__HOW TO COMPLETE THIS TASK__: Restate every entry word for word.

__DATA SUPPLIED__:

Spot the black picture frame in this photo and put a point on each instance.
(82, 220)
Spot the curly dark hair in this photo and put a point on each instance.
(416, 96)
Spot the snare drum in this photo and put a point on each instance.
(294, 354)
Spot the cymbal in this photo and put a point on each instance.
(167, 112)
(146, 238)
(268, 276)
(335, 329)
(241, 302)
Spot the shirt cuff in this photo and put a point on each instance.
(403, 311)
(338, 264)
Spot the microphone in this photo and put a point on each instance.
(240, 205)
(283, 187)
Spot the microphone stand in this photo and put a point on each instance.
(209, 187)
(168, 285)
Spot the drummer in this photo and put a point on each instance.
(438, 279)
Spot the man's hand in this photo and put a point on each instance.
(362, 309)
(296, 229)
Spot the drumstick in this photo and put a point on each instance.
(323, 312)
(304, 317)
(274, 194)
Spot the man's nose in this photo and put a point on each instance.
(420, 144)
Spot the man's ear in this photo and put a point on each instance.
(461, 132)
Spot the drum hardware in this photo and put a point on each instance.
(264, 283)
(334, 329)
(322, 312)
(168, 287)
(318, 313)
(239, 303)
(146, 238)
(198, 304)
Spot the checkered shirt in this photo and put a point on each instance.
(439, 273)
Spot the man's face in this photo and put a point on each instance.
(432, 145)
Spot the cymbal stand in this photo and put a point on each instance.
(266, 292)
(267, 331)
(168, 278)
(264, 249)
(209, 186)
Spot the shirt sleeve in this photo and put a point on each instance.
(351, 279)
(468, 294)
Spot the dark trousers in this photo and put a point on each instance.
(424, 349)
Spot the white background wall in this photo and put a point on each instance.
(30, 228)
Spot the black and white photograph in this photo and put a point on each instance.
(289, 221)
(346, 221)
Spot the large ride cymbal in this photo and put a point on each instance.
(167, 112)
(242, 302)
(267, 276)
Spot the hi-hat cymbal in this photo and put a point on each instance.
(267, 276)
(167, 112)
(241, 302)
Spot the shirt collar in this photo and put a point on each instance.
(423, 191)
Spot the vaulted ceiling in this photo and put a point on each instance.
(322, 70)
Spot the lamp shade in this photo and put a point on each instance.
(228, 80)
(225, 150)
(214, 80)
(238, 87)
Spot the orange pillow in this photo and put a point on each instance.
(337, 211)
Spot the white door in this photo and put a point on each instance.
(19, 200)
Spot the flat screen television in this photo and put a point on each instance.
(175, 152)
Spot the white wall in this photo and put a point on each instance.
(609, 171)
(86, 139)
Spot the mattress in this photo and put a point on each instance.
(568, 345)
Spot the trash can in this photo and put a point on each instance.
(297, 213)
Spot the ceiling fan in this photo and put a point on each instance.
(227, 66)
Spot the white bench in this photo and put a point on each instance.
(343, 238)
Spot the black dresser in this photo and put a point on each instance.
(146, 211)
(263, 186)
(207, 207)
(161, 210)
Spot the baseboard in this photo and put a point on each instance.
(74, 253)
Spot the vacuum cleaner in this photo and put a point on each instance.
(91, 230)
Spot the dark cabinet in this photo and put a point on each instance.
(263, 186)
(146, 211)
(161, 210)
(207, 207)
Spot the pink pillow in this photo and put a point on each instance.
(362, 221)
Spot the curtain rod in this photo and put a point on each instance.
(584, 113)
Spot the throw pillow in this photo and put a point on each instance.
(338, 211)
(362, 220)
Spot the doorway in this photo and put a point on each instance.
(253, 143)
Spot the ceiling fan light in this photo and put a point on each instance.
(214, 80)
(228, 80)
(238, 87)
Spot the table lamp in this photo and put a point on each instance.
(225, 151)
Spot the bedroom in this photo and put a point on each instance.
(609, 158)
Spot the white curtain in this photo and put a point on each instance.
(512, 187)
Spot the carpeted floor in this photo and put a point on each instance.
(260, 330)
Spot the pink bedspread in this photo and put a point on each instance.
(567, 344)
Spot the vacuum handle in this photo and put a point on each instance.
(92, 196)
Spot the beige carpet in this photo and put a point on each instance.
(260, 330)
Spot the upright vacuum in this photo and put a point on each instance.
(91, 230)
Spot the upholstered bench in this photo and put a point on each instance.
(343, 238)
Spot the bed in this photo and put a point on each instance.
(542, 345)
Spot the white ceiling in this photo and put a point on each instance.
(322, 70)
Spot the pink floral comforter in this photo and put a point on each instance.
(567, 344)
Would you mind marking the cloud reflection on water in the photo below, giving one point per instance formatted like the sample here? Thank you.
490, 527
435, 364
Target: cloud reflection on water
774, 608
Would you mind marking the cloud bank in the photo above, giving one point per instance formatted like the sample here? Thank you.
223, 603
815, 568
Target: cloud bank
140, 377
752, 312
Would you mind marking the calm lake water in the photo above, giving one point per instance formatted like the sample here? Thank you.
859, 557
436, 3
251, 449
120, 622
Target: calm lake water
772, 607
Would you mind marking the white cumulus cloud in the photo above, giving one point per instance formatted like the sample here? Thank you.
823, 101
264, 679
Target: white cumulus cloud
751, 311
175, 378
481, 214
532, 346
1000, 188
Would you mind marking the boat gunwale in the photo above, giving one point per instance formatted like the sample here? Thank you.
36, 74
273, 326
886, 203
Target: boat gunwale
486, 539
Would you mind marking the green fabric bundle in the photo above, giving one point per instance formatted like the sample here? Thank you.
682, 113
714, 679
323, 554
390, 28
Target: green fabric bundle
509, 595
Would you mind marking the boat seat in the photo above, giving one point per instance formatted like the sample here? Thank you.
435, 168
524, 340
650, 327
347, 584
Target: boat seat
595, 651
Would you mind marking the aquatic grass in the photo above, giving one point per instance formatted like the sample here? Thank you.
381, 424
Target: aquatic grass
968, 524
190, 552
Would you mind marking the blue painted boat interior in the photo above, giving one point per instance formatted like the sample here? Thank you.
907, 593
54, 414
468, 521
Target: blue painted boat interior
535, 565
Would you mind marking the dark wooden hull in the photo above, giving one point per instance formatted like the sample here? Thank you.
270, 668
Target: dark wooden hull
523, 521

__ANSWER AREA__:
Spot the black picture frame in this photo and put a point on each instance.
(82, 220)
Spot the curly dark hair in this photo and put a point on each instance.
(416, 96)
Spot the snare drum in this photo and put a point on each instance.
(294, 354)
Spot the cymbal in this photo and put a point on each instance.
(167, 112)
(146, 238)
(268, 276)
(335, 329)
(241, 302)
Spot the shirt cuff in this photo and put a point on each instance.
(403, 311)
(338, 264)
Spot the microphone in this photo and put a point on each instance.
(240, 205)
(283, 187)
Spot the microphone stand in this photo and put a point on each instance.
(209, 187)
(168, 285)
Spot the drummer in this photo and put a point on each instance.
(438, 279)
Spot the man's hand in this photo and put a point on each instance.
(362, 309)
(296, 229)
Spot the drumstick in this photo and put a point on each instance.
(323, 312)
(304, 317)
(274, 194)
Spot the man's nose in this photo and put a point on each instance.
(420, 144)
Spot the man's ear in this photo and put a point on each instance.
(461, 132)
Spot the drum hardware in this photo and put a point on each instance.
(264, 283)
(334, 329)
(322, 312)
(168, 287)
(318, 313)
(239, 303)
(146, 238)
(198, 304)
Spot the checkered shirt in this photo and put a point on each instance.
(439, 273)
Spot the man's face in this photo and put a point on each instance.
(432, 145)
Spot the cymbal stand in this photo and put a point on each instance.
(266, 292)
(267, 331)
(168, 278)
(264, 249)
(209, 186)
Spot the shirt sleeve in this photo and put a point on each instance.
(351, 279)
(468, 294)
Spot the dark trousers in this photo and put a point on each instance.
(424, 349)
Spot the white background wall in this photo and put a point on each instance.
(30, 228)
Spot the black and white photograph in this photo and put a point on each instance.
(289, 221)
(346, 221)
Spot the large ride cymbal in this photo and put a point on each instance.
(167, 112)
(242, 302)
(267, 276)
Spot the hi-hat cymbal in this photo and put a point on each instance.
(267, 276)
(167, 112)
(241, 302)
Spot the shirt collar in this photo and put a point on each instance.
(423, 191)
Spot the vaulted ceiling in this photo and put a point on each instance.
(322, 70)
Spot the lamp shade in this photo and put a point on each instance.
(228, 80)
(225, 150)
(214, 80)
(238, 87)
Spot the orange pillow in this photo and put a point on each instance.
(337, 211)
Spot the white door in this photo and put a point on each instance.
(19, 200)
Spot the flat screen television in this photo and put a point on each instance.
(175, 152)
Spot the white wall in this photo and put a point on each instance.
(609, 171)
(86, 139)
Spot the mattress in this photo and put a point on each instance.
(568, 345)
Spot the trash can in this photo and put a point on each instance.
(297, 213)
Spot the ceiling fan in this photo and put a point on each instance.
(227, 66)
Spot the white bench in this photo and put a point on each instance.
(343, 238)
Spot the black dresser in this photo and put a point on each instance.
(146, 211)
(263, 186)
(207, 207)
(161, 210)
Spot the baseboard in this photo and put a point on each instance.
(74, 253)
Spot the vacuum cleaner in this photo and put a point on each instance.
(91, 230)
Spot the dark cabinet in this photo and put a point on each instance.
(263, 186)
(146, 211)
(161, 210)
(207, 207)
Spot the pink pillow in this photo and put a point on each instance.
(362, 221)
Spot the curtain rod in this photo and put a point on each instance.
(584, 113)
Spot the throw pillow in this photo and put a point on each instance.
(338, 211)
(362, 220)
Spot the doorway in this photo and put a point on each instance.
(253, 143)
Spot the ceiling fan light in this photo and put a point on each instance.
(214, 80)
(228, 80)
(238, 87)
Spot the table lamp in this photo and put a point on each instance.
(225, 151)
Spot the bedroom in this photo and put a point on each instance.
(609, 158)
Spot the white curtain in this photo and put a point on each instance.
(512, 187)
Spot the carpeted floor in this photo and put a point on each instance.
(260, 330)
Spot the pink bedspread in this photo and put a point on each instance.
(567, 344)
Spot the vacuum handle in this photo and put a point on each instance.
(92, 196)
Spot the beige carpet in this photo and put a point on each instance.
(260, 330)
Spot the upright vacuum in this photo and put a point on each instance.
(91, 230)
Spot the upholstered bench in this photo and put a point on each instance.
(343, 238)
Spot the bed in this photo and put a point on each instance.
(542, 345)
Spot the white ceiling in this photo and put a point on each instance.
(322, 70)
Spot the pink floral comforter in this photo and put a point on each instance.
(567, 344)
Would you mind marking the cloud reflection on water in the photo below, giving one point per instance formatted like the sample here? Thank you.
490, 527
435, 364
Target: cloud reflection on water
774, 608
Would you mind marking the cloud bank in the photo above, giving one point per instance formatted like the sample here? Thank you.
223, 603
815, 568
Target: cloud bank
140, 377
752, 312
Would you mind marking the calm lake water in the photo above, giving one point per instance formatted like the sample here? Thank you.
859, 557
436, 3
251, 449
120, 622
Target: calm lake water
772, 607
Would you mind marking the white cumulus cloud in the photo above, giving one point per instance formatted like the sample here? Thank you.
823, 101
264, 679
Target: white cumulus cloud
751, 311
175, 378
481, 214
532, 346
1000, 188
Would you mind marking the boat gunwale in the photo above, giving one point per instance formatted like the sample here? Thank you.
36, 74
273, 326
886, 203
Target: boat gunwale
486, 539
Would you mind marking the green fabric bundle in the photo above, giving one point per instance formatted like the sample here? Thank you.
682, 113
714, 679
323, 554
390, 28
Target: green fabric bundle
509, 595
Would you mind marking the boat seat in the photo above, giving one point per instance formatted like the sample here? Thank you.
435, 168
524, 340
650, 327
347, 584
Target: boat seat
595, 651
Would you mind marking the aquatic grass in the photo above, giving one point per instance formatted like the sample here? Thank you.
381, 424
Target: aquatic grass
968, 524
190, 552
Would you mind marking the blue painted boat interior in the photo above, giving one point per instance formatted like the sample here? Thank you.
907, 593
54, 414
468, 521
Target: blue painted boat interior
535, 565
Would you mind marking the dark wooden hull in the photo above, giving one point per instance formatted like the sample here? Thank you.
270, 668
Target: dark wooden hull
523, 521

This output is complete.